▶ _Action item 1_
From the article on Invokana below, list each change that requires a pharmaceutical company to first submit a supplemental new drug application to the FDA.
▶ _Action item 2_
According to the article on Invokana below, what increased risk does Invokana's black box warning concern?

▶ _Excerpt_
╭──
By Christina Morales, Editor-in-Chief
Periscope News Group
July 18, 2018
In order to change a drug label, market a new dosage or strength of a drug, or change the way a drug is made, a pharmaceutical company must first submit a supplemental new drug application (sNDA) to the FDA. Johnson & Johnson, the makers of the type 2 diabetes drug Invokana (canagliflozin), recently submitted an sNDA application so that it’s label could add that Invokana reduces the risks of cardiovascular events in type II diabetes patients who are potentially at risk for cardiovascular (CV) disease. Invokana – along with its fixed-dose combinations Invokamet and Invokamet XR – is a sodium-glucose co-transporter-2 (SGLT2) inhibitor that is used for treating type 2 diabetes. Unfortunately, Invokana currently has a black box warning – the highest warning given by the FDA – for the increased risk of amputations. Do the benefits of reduced cardiovascular complications outweigh the high risk for amputations?
╰──
▶ _Information given_
╭──
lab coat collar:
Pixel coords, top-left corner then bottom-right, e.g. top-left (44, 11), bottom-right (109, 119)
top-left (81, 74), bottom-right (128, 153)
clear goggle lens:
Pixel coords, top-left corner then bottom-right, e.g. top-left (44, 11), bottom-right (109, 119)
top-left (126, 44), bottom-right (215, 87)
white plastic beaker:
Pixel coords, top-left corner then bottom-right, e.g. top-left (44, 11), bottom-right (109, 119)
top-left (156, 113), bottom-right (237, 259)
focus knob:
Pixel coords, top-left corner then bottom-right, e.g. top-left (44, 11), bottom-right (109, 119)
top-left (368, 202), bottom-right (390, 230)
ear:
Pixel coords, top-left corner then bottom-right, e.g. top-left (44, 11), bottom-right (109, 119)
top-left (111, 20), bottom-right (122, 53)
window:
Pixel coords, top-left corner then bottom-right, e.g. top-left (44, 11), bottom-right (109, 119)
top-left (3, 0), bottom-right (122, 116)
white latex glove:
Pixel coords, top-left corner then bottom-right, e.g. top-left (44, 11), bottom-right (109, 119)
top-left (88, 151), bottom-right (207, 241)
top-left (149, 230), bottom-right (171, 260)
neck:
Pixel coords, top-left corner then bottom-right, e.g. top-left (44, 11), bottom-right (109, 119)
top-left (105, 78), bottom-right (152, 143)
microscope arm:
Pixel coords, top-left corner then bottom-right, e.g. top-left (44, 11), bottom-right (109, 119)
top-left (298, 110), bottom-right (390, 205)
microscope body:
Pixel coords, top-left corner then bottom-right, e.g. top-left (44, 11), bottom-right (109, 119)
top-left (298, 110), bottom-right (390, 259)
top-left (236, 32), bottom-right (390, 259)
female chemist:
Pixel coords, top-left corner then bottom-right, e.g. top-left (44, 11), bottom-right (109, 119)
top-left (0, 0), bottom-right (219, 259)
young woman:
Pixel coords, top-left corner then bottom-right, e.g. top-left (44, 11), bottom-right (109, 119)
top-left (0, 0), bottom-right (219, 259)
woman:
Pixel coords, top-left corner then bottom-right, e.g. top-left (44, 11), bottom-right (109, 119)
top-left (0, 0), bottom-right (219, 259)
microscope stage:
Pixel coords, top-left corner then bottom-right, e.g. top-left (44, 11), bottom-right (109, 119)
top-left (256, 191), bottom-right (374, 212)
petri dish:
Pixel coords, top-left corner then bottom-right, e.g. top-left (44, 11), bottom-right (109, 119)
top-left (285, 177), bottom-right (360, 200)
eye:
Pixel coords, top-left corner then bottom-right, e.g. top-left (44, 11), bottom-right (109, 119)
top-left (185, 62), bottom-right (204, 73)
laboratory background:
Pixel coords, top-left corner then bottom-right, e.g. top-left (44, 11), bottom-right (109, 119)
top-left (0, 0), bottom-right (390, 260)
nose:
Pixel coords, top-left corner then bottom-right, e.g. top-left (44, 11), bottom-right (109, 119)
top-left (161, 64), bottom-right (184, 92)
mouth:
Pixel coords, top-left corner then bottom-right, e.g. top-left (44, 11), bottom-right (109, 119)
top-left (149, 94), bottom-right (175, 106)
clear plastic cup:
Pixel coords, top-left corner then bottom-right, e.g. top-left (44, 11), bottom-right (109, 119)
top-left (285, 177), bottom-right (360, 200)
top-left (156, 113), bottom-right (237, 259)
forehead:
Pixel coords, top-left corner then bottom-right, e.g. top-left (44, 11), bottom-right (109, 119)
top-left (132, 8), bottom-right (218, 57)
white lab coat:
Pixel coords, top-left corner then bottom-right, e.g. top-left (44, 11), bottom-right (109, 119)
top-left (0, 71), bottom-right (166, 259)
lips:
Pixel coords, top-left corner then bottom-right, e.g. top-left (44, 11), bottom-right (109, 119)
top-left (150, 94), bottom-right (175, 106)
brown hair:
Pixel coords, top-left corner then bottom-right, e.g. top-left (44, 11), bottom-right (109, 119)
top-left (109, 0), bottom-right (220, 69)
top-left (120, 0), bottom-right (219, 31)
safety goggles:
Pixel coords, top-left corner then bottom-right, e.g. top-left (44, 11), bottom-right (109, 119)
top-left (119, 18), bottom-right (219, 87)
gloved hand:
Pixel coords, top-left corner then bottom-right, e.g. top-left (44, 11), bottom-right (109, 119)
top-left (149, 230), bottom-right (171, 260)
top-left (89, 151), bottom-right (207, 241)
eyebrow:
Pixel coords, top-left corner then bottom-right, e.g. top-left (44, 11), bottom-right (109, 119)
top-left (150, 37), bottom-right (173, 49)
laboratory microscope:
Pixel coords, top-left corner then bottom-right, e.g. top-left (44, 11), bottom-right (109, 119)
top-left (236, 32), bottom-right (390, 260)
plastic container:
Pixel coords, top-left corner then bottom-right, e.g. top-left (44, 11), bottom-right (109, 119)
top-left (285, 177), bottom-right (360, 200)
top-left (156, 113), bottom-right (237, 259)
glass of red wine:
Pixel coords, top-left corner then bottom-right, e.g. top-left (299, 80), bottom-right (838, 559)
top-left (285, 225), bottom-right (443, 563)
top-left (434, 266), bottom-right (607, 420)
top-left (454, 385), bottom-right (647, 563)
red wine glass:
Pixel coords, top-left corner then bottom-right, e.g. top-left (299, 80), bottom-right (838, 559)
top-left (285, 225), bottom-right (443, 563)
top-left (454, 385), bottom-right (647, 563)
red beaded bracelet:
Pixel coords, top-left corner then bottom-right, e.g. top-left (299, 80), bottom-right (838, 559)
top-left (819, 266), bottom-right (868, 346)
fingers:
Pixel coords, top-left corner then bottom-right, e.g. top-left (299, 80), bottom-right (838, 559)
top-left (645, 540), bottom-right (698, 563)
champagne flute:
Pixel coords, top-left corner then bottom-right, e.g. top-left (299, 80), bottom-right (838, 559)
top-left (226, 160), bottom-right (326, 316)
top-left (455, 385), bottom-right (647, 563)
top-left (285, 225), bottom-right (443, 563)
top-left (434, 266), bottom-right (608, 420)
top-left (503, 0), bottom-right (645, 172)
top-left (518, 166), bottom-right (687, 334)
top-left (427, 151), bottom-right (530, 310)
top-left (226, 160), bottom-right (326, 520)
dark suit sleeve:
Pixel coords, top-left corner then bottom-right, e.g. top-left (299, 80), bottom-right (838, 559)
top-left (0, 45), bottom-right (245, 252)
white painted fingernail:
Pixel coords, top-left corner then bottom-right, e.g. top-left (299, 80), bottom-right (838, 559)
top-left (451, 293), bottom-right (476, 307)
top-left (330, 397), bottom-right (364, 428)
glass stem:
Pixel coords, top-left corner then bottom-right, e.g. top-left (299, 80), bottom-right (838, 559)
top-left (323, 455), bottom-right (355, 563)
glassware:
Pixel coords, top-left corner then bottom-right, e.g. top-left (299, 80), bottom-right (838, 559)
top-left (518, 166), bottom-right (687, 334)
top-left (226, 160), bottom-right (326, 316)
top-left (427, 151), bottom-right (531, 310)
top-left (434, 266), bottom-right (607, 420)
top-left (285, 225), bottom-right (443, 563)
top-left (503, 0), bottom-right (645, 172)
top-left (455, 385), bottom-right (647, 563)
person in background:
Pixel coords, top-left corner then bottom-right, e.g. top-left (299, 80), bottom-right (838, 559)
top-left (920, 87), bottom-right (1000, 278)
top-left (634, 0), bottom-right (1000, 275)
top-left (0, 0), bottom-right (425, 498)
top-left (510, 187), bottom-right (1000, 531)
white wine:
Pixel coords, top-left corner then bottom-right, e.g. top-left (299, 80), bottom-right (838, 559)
╰──
▶ _Solution 1_
- Changing a drug label
- Marketing a new dosage or strength of a drug
- Changing the way a drug is made

▶ _Solution 2_
The increased risk of amputations.